Stored data

<<<<

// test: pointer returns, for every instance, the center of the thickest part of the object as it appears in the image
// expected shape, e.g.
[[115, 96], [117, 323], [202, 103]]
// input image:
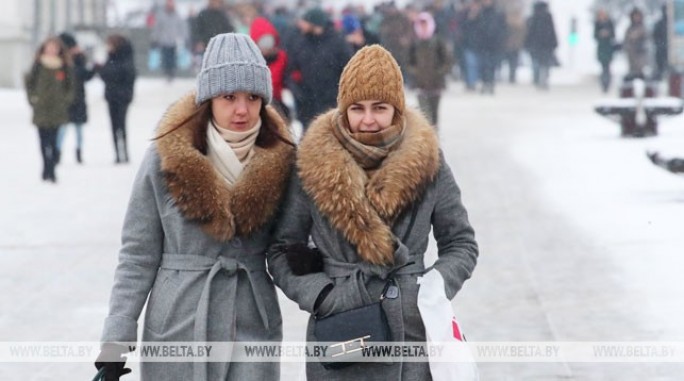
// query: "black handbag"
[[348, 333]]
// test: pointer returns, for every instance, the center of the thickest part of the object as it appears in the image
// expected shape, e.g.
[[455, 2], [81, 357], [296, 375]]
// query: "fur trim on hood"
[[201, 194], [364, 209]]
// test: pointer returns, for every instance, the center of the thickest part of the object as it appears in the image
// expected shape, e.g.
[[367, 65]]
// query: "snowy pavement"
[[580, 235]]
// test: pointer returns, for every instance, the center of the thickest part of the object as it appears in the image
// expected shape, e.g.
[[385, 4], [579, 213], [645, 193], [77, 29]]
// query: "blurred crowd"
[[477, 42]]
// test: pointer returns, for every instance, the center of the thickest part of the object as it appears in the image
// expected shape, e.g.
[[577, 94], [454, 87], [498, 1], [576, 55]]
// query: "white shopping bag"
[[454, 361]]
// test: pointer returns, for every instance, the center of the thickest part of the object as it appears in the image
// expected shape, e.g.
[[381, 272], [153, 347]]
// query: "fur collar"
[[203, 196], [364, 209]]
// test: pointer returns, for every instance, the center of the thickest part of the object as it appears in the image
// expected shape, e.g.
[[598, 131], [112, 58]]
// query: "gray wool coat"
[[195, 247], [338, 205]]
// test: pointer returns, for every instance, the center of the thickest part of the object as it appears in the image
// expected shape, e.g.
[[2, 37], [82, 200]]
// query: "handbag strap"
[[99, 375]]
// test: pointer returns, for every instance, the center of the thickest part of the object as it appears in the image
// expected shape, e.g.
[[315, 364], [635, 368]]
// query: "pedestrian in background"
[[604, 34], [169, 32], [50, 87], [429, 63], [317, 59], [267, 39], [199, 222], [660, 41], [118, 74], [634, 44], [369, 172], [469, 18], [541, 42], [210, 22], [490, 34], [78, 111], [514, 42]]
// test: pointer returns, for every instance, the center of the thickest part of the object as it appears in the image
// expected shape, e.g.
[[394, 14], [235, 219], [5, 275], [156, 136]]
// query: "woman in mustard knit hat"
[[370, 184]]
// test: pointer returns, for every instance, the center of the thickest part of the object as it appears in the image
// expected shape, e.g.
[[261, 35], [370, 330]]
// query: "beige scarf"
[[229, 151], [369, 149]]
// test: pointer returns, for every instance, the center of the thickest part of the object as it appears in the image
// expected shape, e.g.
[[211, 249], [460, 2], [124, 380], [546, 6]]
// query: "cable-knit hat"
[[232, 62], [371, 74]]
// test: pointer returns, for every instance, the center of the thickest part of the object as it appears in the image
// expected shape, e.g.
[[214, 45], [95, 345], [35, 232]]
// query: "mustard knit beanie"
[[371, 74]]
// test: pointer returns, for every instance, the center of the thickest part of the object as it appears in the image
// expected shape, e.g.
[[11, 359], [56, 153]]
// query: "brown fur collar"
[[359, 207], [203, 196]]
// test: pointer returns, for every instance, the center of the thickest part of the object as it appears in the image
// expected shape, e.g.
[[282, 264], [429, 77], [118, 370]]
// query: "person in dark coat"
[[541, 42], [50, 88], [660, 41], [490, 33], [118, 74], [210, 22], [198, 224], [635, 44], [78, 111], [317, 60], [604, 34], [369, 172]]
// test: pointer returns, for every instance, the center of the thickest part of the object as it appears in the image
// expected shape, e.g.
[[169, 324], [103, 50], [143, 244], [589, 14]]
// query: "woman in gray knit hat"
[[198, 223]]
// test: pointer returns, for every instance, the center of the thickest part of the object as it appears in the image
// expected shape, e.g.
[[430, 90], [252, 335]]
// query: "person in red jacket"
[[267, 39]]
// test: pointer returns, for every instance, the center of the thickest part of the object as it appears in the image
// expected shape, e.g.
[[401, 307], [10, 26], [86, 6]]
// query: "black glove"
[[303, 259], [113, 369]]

>>>>
<<<<

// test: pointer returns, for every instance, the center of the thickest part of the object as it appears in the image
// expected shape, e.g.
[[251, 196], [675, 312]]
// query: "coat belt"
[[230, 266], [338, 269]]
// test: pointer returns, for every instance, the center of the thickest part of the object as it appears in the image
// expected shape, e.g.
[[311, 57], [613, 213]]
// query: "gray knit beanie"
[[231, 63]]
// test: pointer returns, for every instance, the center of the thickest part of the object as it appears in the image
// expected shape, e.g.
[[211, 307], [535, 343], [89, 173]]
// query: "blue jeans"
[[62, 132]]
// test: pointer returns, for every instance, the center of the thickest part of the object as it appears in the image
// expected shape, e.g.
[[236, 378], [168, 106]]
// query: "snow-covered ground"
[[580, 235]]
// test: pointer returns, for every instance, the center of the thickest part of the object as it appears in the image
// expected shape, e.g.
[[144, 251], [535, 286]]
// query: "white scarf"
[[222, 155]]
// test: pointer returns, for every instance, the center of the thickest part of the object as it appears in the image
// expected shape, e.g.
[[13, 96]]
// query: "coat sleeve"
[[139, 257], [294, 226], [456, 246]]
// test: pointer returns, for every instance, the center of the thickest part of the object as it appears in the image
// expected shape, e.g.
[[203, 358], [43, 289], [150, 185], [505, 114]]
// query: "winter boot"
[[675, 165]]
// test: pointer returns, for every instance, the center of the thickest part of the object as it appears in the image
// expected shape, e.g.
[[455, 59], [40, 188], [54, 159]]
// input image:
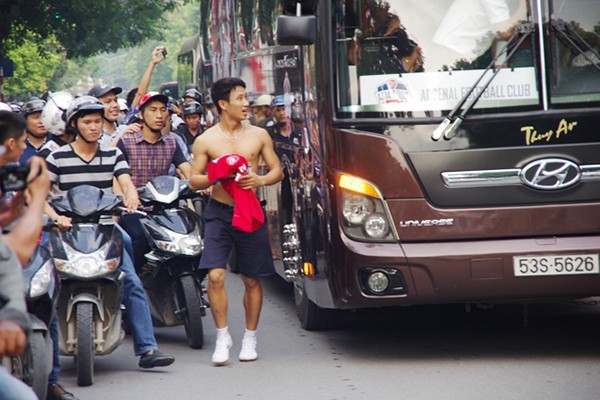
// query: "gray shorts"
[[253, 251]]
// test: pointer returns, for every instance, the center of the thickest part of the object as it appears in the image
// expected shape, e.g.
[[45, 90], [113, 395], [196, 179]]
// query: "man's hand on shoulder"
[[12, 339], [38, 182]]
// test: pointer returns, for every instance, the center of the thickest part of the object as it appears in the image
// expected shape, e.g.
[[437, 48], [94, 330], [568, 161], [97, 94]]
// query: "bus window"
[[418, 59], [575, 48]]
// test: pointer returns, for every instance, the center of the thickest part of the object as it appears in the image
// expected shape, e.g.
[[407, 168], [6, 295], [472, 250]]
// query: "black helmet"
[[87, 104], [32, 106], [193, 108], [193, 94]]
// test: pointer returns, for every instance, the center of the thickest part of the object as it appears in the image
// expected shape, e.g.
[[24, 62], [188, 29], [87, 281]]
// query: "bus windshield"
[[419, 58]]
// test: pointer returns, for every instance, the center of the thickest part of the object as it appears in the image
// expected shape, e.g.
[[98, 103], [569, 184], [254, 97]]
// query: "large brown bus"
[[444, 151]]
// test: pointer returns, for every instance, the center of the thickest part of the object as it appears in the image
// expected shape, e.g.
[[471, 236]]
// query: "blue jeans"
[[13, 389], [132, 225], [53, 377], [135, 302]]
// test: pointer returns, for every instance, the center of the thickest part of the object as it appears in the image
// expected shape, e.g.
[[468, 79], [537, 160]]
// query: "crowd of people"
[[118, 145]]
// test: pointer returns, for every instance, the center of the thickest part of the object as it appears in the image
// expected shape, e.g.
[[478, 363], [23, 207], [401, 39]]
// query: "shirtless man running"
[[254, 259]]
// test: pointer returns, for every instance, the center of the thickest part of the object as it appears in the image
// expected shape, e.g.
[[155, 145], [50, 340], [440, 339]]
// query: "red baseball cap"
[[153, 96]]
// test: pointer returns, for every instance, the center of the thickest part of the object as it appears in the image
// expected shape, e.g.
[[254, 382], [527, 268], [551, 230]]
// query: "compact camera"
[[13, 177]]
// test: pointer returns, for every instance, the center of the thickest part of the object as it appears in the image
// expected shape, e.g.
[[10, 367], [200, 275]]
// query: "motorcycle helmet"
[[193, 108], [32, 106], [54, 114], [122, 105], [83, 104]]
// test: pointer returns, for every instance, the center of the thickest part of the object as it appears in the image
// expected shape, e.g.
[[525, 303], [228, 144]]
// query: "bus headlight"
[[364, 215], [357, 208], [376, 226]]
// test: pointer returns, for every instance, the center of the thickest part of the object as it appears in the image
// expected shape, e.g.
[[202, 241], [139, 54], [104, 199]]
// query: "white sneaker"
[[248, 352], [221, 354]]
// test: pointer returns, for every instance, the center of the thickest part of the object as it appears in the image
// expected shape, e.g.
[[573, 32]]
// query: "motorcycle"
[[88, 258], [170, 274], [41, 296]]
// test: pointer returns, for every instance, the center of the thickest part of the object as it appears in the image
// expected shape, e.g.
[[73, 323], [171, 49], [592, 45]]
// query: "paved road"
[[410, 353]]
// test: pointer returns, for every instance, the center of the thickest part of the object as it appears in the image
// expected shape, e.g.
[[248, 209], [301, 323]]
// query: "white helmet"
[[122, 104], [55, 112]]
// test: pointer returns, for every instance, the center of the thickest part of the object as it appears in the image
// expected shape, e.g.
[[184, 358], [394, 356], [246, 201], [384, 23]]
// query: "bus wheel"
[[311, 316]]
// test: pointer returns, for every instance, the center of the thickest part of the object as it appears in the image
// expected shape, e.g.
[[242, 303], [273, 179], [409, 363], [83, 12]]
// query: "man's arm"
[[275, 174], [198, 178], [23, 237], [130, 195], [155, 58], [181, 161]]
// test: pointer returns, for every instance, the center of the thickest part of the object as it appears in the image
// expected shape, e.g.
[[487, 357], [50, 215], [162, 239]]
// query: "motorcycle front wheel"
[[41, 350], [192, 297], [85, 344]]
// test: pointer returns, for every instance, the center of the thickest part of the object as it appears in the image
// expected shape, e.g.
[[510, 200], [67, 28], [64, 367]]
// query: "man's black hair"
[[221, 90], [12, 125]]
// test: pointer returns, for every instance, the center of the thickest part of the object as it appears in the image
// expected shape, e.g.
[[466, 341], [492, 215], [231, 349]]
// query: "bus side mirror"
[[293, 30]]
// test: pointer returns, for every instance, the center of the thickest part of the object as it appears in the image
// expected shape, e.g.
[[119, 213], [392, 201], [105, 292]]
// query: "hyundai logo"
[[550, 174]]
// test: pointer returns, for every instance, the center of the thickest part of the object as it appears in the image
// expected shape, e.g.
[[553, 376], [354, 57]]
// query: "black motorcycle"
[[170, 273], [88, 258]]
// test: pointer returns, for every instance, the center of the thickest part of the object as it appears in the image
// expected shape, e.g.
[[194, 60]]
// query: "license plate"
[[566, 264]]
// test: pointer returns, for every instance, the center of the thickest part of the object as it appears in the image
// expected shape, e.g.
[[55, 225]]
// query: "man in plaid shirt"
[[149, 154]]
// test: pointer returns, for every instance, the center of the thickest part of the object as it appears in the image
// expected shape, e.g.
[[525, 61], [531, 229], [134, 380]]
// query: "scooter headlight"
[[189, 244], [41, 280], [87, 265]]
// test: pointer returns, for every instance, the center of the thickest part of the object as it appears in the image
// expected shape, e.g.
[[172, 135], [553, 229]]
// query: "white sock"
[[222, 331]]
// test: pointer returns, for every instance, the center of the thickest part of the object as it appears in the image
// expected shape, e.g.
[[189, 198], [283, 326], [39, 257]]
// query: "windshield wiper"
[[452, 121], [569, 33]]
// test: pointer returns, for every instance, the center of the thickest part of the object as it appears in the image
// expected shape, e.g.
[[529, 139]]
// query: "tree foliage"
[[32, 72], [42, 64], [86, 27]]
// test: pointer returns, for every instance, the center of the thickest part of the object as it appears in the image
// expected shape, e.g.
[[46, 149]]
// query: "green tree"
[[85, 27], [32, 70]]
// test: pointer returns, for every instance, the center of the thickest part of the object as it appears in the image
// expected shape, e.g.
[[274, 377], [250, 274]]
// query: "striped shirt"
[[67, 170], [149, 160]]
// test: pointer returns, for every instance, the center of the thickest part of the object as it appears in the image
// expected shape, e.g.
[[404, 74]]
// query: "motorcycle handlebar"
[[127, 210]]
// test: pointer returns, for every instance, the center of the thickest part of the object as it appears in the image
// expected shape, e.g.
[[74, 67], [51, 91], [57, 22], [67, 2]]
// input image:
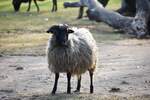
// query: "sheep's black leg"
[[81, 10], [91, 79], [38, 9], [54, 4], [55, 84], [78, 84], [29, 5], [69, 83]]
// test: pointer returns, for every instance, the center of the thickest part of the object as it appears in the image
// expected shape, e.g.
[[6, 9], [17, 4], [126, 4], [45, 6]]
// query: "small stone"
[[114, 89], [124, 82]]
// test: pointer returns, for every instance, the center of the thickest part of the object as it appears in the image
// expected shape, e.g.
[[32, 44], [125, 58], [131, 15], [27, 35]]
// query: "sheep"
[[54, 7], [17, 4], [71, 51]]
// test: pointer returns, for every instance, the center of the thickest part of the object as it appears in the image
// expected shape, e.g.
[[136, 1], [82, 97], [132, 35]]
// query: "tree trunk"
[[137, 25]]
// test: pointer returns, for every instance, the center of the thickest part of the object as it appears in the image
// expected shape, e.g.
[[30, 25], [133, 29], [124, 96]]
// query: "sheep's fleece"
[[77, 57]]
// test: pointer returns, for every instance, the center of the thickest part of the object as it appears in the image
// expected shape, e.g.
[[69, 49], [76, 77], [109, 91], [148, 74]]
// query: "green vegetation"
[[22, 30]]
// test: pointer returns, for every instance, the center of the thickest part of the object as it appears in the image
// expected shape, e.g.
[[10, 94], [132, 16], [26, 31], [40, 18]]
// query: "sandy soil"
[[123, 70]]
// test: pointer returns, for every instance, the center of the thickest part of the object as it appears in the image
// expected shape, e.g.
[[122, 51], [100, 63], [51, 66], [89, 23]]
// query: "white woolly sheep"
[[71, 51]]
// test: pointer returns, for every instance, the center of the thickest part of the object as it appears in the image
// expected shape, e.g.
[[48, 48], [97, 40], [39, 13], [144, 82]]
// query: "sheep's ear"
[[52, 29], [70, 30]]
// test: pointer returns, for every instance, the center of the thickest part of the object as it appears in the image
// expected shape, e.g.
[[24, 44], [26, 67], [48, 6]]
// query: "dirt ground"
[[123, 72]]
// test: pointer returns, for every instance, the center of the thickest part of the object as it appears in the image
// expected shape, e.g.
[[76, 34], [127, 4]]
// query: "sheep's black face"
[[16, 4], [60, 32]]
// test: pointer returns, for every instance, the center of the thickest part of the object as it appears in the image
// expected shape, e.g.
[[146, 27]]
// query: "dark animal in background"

>>>>
<<<<

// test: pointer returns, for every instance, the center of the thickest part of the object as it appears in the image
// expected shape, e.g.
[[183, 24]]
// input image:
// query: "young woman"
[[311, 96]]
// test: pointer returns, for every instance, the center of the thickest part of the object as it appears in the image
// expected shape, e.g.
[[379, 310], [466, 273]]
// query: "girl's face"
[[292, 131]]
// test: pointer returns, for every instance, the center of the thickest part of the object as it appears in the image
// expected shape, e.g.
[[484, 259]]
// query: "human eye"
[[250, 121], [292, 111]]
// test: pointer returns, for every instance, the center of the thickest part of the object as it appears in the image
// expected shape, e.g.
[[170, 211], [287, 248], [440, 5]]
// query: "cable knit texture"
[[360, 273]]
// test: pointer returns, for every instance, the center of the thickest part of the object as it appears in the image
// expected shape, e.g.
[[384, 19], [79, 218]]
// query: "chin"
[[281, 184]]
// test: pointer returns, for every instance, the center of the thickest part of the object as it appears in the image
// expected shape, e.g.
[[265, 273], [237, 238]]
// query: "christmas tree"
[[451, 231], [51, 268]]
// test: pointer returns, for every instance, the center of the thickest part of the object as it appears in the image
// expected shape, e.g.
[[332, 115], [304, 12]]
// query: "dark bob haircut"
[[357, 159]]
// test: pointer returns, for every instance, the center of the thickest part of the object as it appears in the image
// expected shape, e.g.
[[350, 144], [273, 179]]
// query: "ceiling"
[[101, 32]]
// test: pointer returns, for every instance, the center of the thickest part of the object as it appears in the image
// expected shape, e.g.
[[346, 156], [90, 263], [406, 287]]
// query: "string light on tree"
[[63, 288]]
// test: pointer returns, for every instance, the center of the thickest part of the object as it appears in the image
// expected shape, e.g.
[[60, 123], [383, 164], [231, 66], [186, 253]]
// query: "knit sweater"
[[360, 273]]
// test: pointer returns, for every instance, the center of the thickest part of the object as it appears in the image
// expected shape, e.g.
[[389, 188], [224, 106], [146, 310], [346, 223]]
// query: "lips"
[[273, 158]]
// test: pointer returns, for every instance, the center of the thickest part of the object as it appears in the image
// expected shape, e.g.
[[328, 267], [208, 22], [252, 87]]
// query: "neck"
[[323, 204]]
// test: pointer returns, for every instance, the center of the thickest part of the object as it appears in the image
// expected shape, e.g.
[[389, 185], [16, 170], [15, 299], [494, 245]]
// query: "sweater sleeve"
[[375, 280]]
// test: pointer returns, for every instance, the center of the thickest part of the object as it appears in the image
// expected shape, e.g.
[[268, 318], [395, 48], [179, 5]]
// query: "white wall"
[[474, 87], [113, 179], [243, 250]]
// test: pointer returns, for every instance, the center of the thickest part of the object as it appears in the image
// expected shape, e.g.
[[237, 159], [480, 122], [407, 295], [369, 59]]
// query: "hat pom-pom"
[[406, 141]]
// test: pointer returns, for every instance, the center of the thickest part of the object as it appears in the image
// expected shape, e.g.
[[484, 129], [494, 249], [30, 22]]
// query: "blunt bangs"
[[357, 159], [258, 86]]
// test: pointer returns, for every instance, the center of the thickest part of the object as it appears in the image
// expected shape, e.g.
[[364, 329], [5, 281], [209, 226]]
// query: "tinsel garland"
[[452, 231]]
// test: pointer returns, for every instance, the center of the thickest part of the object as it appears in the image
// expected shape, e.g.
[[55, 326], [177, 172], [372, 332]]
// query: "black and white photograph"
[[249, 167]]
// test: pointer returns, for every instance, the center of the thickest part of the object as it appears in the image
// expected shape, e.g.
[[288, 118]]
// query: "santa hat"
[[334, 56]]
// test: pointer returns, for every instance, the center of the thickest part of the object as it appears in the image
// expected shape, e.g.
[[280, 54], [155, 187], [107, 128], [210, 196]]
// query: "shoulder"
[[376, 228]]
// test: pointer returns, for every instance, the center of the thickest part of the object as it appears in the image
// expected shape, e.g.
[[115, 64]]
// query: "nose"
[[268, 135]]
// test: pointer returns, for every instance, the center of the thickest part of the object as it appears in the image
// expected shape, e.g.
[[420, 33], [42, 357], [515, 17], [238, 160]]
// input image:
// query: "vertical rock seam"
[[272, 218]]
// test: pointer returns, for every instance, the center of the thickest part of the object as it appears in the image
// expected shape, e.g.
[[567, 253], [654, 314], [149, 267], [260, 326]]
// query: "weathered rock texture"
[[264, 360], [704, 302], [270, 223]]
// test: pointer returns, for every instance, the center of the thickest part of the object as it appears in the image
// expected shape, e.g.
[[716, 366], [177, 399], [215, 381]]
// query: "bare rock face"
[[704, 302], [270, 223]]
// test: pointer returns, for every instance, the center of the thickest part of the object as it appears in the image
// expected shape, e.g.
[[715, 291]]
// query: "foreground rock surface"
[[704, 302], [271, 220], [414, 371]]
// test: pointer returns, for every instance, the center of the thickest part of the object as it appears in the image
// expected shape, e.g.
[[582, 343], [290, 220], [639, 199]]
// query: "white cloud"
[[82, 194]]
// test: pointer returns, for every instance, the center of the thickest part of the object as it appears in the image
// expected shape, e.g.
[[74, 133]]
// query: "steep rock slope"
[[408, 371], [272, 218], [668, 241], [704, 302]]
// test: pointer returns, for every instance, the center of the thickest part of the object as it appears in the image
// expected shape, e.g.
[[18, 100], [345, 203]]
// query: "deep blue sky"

>>>>

### BRIEF
Copy only this part of the entries above: the line with "[[381, 272], [153, 347]]", the line with "[[315, 364], [635, 368]]", and the lines between, all exactly as written.

### RESPONSE
[[381, 272], [153, 347]]
// query: "fur collar"
[[203, 196], [364, 209]]
// test: pointer returns, for every instance, the center of the thickest part of the object as it appears in the image
// expected shape, e.g.
[[598, 131], [112, 58]]
// query: "gray wool coat"
[[195, 247], [338, 205]]
// test: pointer returns, for every instance, the center of the thickest part of the object as it appears in the image
// expected shape, e.g.
[[2, 37], [82, 200]]
// query: "handbag strap"
[[99, 375]]
// test: pointer returns, for every instance, the center of the thickest part of the object as it appears in the image
// expected shape, e.g.
[[315, 364], [635, 368]]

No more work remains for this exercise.